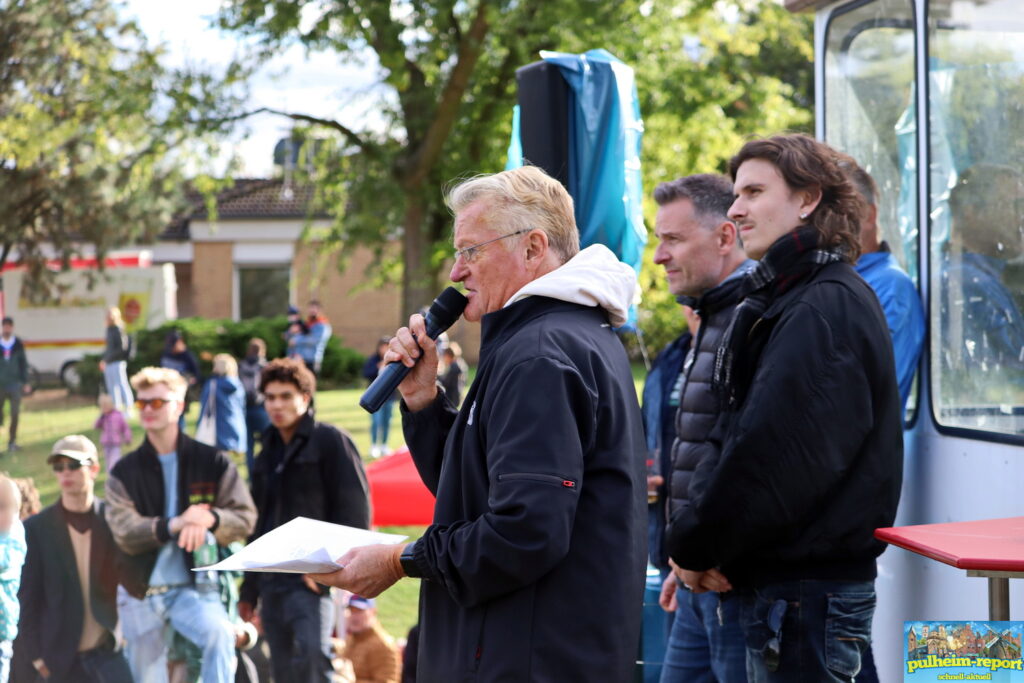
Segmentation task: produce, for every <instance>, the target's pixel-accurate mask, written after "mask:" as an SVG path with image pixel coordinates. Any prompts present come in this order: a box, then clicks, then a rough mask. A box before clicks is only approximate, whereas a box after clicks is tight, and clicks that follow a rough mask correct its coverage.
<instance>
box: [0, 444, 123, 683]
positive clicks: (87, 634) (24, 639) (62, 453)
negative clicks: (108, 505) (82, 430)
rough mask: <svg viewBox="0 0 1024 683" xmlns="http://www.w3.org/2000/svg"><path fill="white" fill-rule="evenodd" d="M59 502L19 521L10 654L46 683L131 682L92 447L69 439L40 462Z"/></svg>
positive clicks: (110, 548)
mask: <svg viewBox="0 0 1024 683" xmlns="http://www.w3.org/2000/svg"><path fill="white" fill-rule="evenodd" d="M47 463H49V464H50V465H51V466H52V467H53V472H54V474H55V476H56V479H57V485H58V486H59V488H60V499H59V500H58V501H57V502H56V503H54V504H53V505H51V506H49V507H48V508H46V509H44V510H43V511H42V512H40V513H39V514H37V515H34V516H32V517H30V518H29V519H27V520H26V521H25V531H26V540H27V543H28V546H29V552H28V555H27V557H26V561H25V568H24V569H23V571H22V589H20V591H19V592H18V600H19V602H20V603H22V621H20V625H19V635H18V638H17V640H16V641H15V643H14V649H15V651H16V652H17V656H18V658H19V659H20V660H23V661H31V663H32V666H33V667H34V668H35V669H36V671H37V672H39V675H40V676H42V677H43V678H44V679H46V680H47V681H54V682H58V681H68V682H69V683H71V682H75V683H78V682H80V681H82V682H88V681H95V682H96V683H121V682H124V683H131V680H132V678H131V672H130V671H129V669H128V663H127V661H126V660H125V658H124V655H123V654H122V653H121V651H119V650H118V649H117V643H116V640H115V637H114V631H115V628H116V627H117V624H118V612H117V604H116V602H117V586H118V578H119V564H120V563H119V561H118V558H119V557H120V553H119V552H118V547H117V545H116V544H115V543H114V538H113V536H112V535H111V528H110V526H108V524H106V519H105V518H104V516H103V515H104V511H105V507H106V506H105V503H104V502H103V501H102V500H101V499H98V498H96V497H95V496H94V495H93V488H94V486H95V481H96V476H97V475H98V474H99V458H98V457H97V455H96V446H95V445H94V444H93V443H92V441H90V440H89V439H88V438H86V437H85V436H82V435H80V434H75V435H72V436H65V437H63V438H61V439H60V440H59V441H57V442H56V443H55V444H54V445H53V449H52V451H51V452H50V456H49V458H48V459H47Z"/></svg>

···

WHAT YOU WILL DO
Could you write out all of the material above word for word, line by line, leaving out the pictures?

RESULT FOR THIS EXERCISE
Segmentation task: produce, for every <instance>, the target's pixel-accurate mask, written after "mask:" as an SVG path with image pixel coordinates. Any prompts present come in this order: a box, then clicks, then a rough mask. A box before clicks is only approximate, whereas a box after clicks is tight, and clicks that follow a rough mask correct its coverage.
<instance>
box: [0, 444, 123, 683]
positive clicks: (87, 634) (24, 639) (62, 453)
negative clicks: (108, 505) (82, 430)
rough mask: <svg viewBox="0 0 1024 683" xmlns="http://www.w3.org/2000/svg"><path fill="white" fill-rule="evenodd" d="M59 502L19 521L10 654L46 683L131 682L92 447L69 439L40 462Z"/></svg>
positive clicks: (110, 548)
mask: <svg viewBox="0 0 1024 683" xmlns="http://www.w3.org/2000/svg"><path fill="white" fill-rule="evenodd" d="M47 463H49V464H50V465H51V466H52V467H53V472H54V474H55V476H56V479H57V485H58V486H59V488H60V499H59V500H58V501H57V502H56V503H54V504H53V505H51V506H49V507H48V508H46V509H44V510H43V511H42V512H40V513H39V514H37V515H34V516H32V517H30V518H29V519H27V520H26V521H25V531H26V540H27V543H28V546H29V552H28V555H27V557H26V561H25V568H24V569H23V571H22V589H20V591H19V592H18V600H19V602H20V603H22V621H20V625H19V635H18V638H17V640H16V641H15V643H14V649H15V651H16V652H17V656H18V658H19V659H20V660H23V661H31V663H32V666H33V667H34V668H35V669H36V671H37V672H39V675H40V676H42V677H43V678H44V679H46V680H47V681H54V682H58V681H68V682H69V683H71V682H75V683H78V682H80V681H82V682H88V681H95V682H96V683H121V682H124V683H131V680H132V678H131V672H130V671H129V669H128V663H127V661H126V660H125V658H124V655H123V654H122V653H121V651H119V650H118V649H117V643H116V640H115V637H114V631H115V628H116V627H117V624H118V612H117V604H116V602H117V586H118V578H119V564H120V563H119V561H118V558H119V557H120V553H119V552H118V547H117V545H116V544H115V543H114V538H113V536H112V535H111V528H110V526H108V524H106V519H105V518H104V516H103V515H104V511H105V507H106V506H105V503H104V502H103V501H102V500H101V499H98V498H96V497H95V496H94V495H93V488H94V486H95V481H96V476H97V475H98V474H99V458H98V457H97V455H96V446H95V445H94V444H93V443H92V441H90V440H89V439H88V438H86V437H85V436H82V435H80V434H75V435H72V436H65V437H63V438H61V439H60V440H59V441H57V442H56V443H55V444H54V445H53V449H52V451H51V452H50V456H49V458H48V459H47Z"/></svg>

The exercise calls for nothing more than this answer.